# Problem statement
Copy the listing below word for word, leaving out the pictures.
★ ★ ★ ★
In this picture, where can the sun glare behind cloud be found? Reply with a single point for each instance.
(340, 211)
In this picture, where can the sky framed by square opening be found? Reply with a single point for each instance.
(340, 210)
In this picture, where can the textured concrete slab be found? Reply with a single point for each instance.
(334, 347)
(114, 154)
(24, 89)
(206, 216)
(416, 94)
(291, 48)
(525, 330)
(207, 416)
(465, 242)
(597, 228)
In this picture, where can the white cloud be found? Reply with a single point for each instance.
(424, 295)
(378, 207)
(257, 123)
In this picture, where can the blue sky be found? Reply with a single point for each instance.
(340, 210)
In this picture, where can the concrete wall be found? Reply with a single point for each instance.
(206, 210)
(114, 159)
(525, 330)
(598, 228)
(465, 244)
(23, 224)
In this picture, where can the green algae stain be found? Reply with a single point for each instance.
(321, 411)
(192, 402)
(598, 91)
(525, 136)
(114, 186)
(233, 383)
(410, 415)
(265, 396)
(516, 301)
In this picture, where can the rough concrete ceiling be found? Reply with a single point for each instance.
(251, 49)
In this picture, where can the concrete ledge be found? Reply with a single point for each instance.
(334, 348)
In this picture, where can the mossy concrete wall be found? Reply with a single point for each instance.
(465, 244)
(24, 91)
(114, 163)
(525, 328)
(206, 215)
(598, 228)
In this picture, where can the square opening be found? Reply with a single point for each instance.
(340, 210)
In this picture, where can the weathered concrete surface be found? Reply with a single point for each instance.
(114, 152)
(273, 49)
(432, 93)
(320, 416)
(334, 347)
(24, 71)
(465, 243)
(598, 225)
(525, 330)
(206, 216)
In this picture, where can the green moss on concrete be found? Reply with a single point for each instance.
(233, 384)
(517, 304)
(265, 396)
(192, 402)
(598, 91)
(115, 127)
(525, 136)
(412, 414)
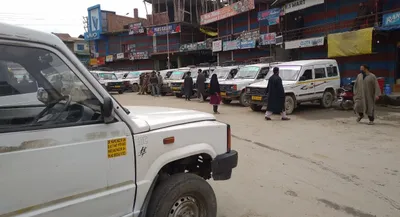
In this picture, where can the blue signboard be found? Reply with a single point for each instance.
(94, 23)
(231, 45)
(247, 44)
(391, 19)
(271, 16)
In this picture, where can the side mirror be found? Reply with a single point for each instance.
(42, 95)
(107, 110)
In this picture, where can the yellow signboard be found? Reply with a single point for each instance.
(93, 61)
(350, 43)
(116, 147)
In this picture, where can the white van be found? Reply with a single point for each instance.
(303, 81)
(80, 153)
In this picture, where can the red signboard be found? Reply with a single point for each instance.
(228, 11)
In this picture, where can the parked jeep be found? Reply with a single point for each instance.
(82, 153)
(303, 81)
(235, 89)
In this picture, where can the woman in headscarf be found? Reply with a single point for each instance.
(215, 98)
★ ★ ★ ★
# Output
In this picture, where can the sun glare behind cloud be found? Reply with a single point for each instance.
(340, 211)
In this picture, where can the sky framed by square opening be found? Reply with a single point for each instance.
(340, 210)
In this picture, where can the textured concrete slab be found? Reply with a single point for each instance.
(334, 347)
(114, 154)
(24, 89)
(206, 216)
(416, 94)
(291, 48)
(525, 330)
(207, 416)
(465, 242)
(597, 228)
In this picture, where can the white cloud be found? Reply with a single point for each instance.
(424, 295)
(378, 207)
(257, 123)
In this picture, where can the blue sky be found? Reply with a single point for each instance.
(340, 210)
In this picture, where can the concrete wall be found? Reply with a single point for each instance.
(206, 210)
(114, 159)
(525, 330)
(598, 228)
(465, 244)
(23, 224)
In this picture, where can the green algae stain be found? Reply with a single point for each instance.
(321, 411)
(192, 402)
(598, 91)
(525, 136)
(114, 186)
(233, 383)
(410, 415)
(265, 396)
(516, 301)
In this picture, where can the rough concrete ceiling be found? Reply with a single point for each instance.
(251, 49)
In this picture, where can the concrete ledge be found? Reply with a single point for each instance.
(334, 348)
In this picture, where can the mossy concrete wall be found? Reply with a single point for each instance.
(465, 244)
(24, 91)
(114, 163)
(525, 328)
(206, 215)
(598, 228)
In this picture, where can the square opening be found? Reply with a single point for each instance.
(340, 210)
In this picture, where can the weathered concrete surface be found? Reply with a single point for each instance.
(114, 152)
(273, 49)
(432, 93)
(320, 416)
(334, 347)
(24, 71)
(465, 243)
(598, 225)
(525, 330)
(206, 216)
In this picture, where can the green moss on concrete be found? Reply with a single point for each instance.
(233, 384)
(517, 304)
(265, 396)
(192, 402)
(598, 91)
(115, 127)
(525, 136)
(412, 414)
In this picture, where can the blue signboard be found? Reply with a single point for each instance.
(94, 23)
(231, 45)
(247, 44)
(391, 19)
(271, 16)
In this picture, where can the side mirror be found? Reply with a single point for each instance.
(42, 95)
(107, 110)
In this picture, where can the yellow signboard be found? Reply with a single point for each instance.
(93, 61)
(350, 43)
(116, 147)
In this picture, where can the white van be found? Reply with a single point for each instance.
(303, 81)
(80, 153)
In this picture, where can the red signboard be found? Reply with a single point for each instance.
(228, 11)
In this picture, where can the parked jeep be found? Reply with a single point for each instance.
(82, 153)
(303, 81)
(235, 89)
In this picture, where can the woman in headscarf be found? Reply with a single point for each instance.
(215, 98)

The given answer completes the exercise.